→ What you will do
The lines to reproduce run from the one containing "Place one point per instance of the gold" through the final line of the entries; write them out exactly and add nothing.

→ Record excerpts
----------
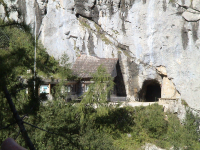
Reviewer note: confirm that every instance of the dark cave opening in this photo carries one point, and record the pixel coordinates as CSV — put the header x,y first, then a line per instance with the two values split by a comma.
x,y
150,91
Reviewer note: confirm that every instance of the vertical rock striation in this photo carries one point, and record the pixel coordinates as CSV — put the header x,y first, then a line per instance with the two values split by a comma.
x,y
143,34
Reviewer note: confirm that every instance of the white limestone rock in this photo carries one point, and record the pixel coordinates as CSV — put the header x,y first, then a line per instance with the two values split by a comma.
x,y
143,34
191,15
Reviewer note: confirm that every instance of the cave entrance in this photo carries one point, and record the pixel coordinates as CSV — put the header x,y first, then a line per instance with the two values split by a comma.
x,y
150,92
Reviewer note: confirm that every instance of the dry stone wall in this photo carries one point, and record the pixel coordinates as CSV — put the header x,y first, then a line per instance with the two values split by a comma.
x,y
143,34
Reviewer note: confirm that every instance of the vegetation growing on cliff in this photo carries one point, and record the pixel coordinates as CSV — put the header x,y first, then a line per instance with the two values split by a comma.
x,y
63,125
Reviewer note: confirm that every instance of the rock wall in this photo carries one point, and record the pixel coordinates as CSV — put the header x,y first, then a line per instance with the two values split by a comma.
x,y
144,34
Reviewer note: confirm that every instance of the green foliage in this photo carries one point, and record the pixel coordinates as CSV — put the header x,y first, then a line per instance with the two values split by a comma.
x,y
98,93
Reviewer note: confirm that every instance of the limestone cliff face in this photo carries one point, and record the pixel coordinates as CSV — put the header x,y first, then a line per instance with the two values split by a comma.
x,y
144,34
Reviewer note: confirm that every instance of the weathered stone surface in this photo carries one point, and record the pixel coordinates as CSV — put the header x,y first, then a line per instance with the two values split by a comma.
x,y
191,15
161,70
196,4
168,89
145,34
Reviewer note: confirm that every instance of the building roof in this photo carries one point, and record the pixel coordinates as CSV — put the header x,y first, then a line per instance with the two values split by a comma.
x,y
85,66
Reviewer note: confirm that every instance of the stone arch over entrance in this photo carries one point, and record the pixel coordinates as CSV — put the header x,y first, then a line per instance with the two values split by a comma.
x,y
150,92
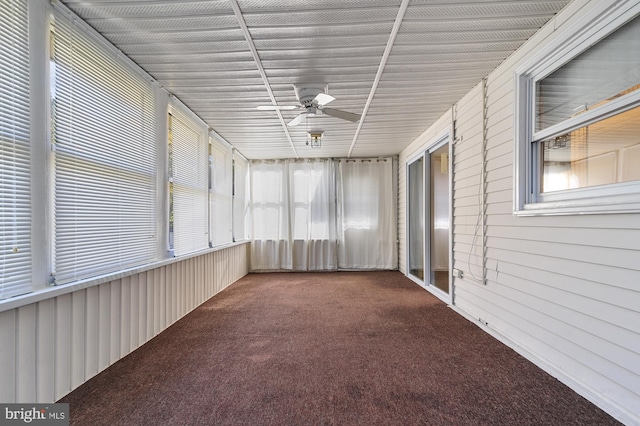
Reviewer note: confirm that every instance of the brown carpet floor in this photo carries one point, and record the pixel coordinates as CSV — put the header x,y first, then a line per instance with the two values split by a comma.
x,y
344,348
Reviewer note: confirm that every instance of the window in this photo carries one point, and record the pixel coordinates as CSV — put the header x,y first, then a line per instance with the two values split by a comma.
x,y
188,224
221,192
241,218
15,181
104,149
579,121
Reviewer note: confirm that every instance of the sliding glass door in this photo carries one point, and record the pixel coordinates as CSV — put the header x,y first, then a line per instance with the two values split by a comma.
x,y
415,218
439,225
429,219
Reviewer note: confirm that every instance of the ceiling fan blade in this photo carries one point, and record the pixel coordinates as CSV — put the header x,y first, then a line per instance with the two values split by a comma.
x,y
277,107
297,120
323,99
349,116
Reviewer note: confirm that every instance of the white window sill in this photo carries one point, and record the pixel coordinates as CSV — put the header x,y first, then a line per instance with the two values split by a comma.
x,y
45,293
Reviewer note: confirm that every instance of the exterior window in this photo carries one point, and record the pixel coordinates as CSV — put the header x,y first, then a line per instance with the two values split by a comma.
x,y
221,192
15,181
579,124
104,152
188,184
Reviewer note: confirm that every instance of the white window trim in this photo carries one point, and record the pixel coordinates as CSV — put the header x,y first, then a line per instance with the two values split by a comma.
x,y
596,24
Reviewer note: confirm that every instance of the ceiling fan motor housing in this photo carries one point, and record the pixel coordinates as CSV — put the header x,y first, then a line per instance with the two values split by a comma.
x,y
306,95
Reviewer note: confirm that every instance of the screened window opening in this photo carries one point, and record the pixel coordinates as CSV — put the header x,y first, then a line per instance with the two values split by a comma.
x,y
602,148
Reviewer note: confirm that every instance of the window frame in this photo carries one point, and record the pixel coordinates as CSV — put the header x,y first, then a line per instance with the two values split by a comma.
x,y
623,197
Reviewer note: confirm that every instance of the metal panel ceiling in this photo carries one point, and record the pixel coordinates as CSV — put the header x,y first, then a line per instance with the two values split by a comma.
x,y
402,62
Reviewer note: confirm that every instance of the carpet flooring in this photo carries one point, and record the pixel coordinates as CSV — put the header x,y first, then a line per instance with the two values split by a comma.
x,y
342,348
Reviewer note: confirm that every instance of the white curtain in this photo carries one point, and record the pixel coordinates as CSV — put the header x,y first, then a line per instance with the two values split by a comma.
x,y
368,229
270,243
293,212
313,213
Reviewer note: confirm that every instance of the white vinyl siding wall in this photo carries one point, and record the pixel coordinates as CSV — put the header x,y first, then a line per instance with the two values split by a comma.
x,y
53,346
562,290
54,338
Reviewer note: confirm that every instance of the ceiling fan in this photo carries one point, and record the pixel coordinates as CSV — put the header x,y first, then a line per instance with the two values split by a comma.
x,y
313,100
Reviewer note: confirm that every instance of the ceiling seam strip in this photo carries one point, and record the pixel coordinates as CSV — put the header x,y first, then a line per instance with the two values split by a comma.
x,y
383,62
263,74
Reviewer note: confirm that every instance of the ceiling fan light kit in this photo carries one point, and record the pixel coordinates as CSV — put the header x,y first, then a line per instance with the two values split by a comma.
x,y
314,139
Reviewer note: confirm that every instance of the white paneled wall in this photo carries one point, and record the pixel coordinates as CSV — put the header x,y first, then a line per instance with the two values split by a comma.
x,y
561,290
51,347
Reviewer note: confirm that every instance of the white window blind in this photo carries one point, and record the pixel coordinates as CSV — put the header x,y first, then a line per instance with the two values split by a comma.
x,y
189,158
220,221
105,158
241,216
15,205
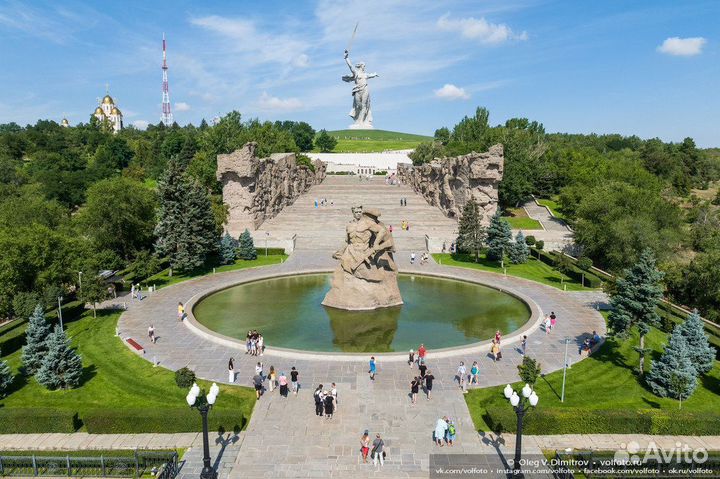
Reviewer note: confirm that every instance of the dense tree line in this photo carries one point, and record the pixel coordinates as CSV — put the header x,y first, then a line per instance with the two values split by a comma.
x,y
84,199
621,194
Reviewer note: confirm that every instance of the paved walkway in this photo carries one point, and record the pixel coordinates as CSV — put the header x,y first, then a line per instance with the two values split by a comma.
x,y
285,439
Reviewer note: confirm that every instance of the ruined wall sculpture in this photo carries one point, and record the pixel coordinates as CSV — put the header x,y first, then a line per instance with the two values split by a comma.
x,y
449,183
256,189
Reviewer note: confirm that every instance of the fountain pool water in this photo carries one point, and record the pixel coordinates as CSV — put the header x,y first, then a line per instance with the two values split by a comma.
x,y
438,312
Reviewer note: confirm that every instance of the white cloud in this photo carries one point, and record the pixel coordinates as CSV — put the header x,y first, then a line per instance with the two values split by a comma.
x,y
268,102
480,29
683,47
452,92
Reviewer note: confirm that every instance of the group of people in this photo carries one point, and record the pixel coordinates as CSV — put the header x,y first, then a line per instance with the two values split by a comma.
x,y
254,343
326,402
275,381
445,431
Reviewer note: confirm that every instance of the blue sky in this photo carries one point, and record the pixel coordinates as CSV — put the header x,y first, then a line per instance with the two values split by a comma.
x,y
650,68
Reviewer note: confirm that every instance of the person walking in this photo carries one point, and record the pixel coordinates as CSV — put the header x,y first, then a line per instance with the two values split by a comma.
x,y
414,389
293,378
333,393
318,397
451,432
423,370
257,381
440,428
271,378
462,376
328,403
377,452
365,445
495,350
231,370
429,378
422,352
474,374
282,381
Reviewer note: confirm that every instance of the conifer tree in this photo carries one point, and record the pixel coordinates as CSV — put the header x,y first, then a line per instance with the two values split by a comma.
x,y
186,225
471,233
519,251
246,250
635,301
36,337
62,367
673,375
702,355
6,377
499,235
228,249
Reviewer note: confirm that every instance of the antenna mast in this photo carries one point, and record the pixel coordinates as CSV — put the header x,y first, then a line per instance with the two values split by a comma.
x,y
166,118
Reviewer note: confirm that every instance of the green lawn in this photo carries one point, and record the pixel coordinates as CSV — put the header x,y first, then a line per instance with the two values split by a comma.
x,y
162,279
115,379
533,270
605,380
371,141
523,223
554,207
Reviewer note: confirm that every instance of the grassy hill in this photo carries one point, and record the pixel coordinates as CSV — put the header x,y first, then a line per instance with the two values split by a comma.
x,y
371,141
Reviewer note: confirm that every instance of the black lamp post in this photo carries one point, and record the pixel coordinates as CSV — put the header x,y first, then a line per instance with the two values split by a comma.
x,y
203,403
521,405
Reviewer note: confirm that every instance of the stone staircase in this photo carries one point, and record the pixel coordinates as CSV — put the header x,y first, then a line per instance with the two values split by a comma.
x,y
323,228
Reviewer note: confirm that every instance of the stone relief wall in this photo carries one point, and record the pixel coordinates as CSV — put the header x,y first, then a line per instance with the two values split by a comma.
x,y
256,189
449,183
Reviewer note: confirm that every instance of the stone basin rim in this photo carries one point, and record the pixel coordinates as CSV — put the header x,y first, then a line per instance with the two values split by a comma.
x,y
532,324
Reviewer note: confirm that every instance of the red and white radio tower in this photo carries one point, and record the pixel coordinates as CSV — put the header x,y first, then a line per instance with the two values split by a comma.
x,y
167,114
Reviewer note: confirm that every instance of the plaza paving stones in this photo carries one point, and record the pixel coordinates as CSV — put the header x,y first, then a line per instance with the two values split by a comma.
x,y
284,438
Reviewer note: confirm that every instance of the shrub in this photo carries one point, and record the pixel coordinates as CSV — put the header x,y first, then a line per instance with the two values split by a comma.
x,y
584,263
37,420
161,419
184,377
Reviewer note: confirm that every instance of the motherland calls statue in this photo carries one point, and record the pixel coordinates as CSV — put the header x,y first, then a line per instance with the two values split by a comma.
x,y
360,111
367,275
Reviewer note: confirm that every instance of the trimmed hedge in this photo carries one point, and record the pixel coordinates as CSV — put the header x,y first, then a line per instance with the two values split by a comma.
x,y
126,421
603,421
37,420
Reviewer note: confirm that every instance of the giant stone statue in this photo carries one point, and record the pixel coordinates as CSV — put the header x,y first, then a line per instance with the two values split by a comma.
x,y
367,275
360,111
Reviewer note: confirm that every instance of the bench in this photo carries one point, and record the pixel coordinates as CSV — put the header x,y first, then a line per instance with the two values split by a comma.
x,y
135,345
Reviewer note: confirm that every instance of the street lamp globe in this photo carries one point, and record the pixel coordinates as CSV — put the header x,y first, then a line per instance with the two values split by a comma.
x,y
527,390
508,391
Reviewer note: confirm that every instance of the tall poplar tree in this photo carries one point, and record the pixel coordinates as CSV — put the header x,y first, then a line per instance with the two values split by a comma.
x,y
499,236
36,336
471,233
635,301
186,225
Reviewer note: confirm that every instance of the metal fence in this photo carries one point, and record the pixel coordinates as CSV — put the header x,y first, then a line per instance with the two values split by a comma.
x,y
161,465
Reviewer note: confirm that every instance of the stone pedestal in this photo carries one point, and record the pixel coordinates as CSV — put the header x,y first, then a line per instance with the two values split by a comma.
x,y
352,293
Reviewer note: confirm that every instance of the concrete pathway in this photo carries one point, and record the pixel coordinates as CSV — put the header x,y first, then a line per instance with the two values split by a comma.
x,y
285,439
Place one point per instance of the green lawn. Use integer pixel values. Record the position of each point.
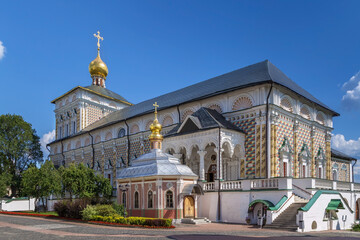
(44, 213)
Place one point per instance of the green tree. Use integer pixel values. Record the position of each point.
(41, 183)
(102, 187)
(82, 182)
(4, 183)
(19, 148)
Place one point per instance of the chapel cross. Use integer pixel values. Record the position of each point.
(156, 106)
(98, 37)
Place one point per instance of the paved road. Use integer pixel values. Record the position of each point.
(20, 227)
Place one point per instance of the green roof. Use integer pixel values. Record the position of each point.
(265, 202)
(335, 204)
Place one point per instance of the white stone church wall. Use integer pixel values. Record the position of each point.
(317, 214)
(234, 205)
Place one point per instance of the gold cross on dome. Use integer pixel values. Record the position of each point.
(98, 37)
(156, 106)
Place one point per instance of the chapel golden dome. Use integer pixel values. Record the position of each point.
(155, 128)
(155, 136)
(98, 68)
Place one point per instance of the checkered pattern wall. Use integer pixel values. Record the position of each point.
(248, 126)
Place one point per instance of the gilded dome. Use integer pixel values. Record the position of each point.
(98, 67)
(155, 128)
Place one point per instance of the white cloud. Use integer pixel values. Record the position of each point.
(351, 99)
(351, 148)
(2, 50)
(45, 139)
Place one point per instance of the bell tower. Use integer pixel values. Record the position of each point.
(97, 68)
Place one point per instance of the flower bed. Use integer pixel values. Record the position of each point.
(115, 221)
(137, 221)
----------
→ Answer
Place one point per instance of the gold cross on dome. Use integer pixel values. Record the position of each point.
(98, 37)
(156, 106)
Place one point per instance of the chapel golden dome. Use integer pixel values. Record the position of each point.
(155, 128)
(155, 136)
(98, 68)
Place one point per instance of the checkered pattern wall. Use integer pixel values. Record the position of each point.
(248, 126)
Place one point per instance of the gilded dome. Use integer pixel values. Record the position of each point.
(98, 67)
(155, 128)
Place one point per instance of the white cloud. Use integer pixel values. Record the position of each point.
(351, 99)
(351, 148)
(2, 50)
(45, 139)
Place one point per instance of the bell tower. Use integer pixel values. Record the position of each point.
(97, 68)
Place one point per instance of the flower bed. Use integer pixel values. Record the position of each point.
(115, 221)
(137, 221)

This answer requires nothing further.